Instructions for the task =>
Please copy every line with the string "foliage" from the entries below.

------------------------------------------------------------------------

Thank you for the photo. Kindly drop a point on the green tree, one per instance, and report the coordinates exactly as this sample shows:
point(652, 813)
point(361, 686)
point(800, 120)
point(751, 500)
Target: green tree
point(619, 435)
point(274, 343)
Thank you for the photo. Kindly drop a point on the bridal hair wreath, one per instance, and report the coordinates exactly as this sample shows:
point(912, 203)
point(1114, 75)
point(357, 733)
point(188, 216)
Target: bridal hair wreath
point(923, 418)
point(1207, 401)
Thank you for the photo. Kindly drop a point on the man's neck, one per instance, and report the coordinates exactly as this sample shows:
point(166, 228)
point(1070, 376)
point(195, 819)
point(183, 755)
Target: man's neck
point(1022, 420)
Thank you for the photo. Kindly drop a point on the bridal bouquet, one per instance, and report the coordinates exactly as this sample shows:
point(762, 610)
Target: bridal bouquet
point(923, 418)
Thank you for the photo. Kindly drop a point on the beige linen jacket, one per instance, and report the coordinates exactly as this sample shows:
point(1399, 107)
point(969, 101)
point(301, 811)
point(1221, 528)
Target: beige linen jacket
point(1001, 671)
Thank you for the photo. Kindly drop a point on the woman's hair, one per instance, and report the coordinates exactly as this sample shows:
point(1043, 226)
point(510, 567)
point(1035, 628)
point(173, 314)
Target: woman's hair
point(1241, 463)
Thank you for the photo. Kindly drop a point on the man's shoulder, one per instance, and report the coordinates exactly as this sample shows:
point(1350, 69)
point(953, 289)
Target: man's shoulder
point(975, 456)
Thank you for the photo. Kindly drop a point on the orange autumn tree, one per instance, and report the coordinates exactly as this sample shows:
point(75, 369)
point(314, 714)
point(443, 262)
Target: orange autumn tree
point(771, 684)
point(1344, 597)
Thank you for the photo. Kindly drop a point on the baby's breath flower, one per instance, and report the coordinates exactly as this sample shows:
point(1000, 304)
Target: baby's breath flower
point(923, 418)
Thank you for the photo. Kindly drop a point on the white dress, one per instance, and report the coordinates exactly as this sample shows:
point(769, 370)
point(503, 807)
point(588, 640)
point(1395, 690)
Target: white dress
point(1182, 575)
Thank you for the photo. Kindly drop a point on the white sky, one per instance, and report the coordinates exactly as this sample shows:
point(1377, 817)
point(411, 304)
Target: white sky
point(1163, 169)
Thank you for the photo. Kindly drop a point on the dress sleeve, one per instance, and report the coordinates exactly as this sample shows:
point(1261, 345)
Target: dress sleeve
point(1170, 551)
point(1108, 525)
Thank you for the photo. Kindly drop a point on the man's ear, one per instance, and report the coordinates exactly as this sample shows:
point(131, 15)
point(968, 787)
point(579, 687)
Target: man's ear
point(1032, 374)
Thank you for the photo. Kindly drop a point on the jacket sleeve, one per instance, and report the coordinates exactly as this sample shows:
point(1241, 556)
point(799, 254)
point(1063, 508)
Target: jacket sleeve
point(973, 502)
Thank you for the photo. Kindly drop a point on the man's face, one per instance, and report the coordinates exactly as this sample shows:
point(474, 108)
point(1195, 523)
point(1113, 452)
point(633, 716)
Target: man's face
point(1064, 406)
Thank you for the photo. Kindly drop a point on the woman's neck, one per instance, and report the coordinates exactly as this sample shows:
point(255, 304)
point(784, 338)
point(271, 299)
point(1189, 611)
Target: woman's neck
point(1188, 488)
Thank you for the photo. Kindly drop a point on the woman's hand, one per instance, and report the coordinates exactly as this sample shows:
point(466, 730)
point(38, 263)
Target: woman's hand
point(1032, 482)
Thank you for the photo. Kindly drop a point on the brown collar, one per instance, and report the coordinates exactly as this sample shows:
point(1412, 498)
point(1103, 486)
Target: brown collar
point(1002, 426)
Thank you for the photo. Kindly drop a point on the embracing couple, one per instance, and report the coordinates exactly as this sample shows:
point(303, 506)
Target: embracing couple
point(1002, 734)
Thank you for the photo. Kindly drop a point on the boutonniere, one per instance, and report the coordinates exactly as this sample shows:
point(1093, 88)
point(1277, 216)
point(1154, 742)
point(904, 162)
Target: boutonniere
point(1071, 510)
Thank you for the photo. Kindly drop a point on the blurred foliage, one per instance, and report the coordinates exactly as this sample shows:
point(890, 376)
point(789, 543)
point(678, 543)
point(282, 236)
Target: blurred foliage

------------------------------------------------------------------------

Exercise solution =>
Thank you for the photo. Kindly drop a point on the blurred foliage, one per instance, and report the coordinates exactly as this sample shows:
Target: blurred foliage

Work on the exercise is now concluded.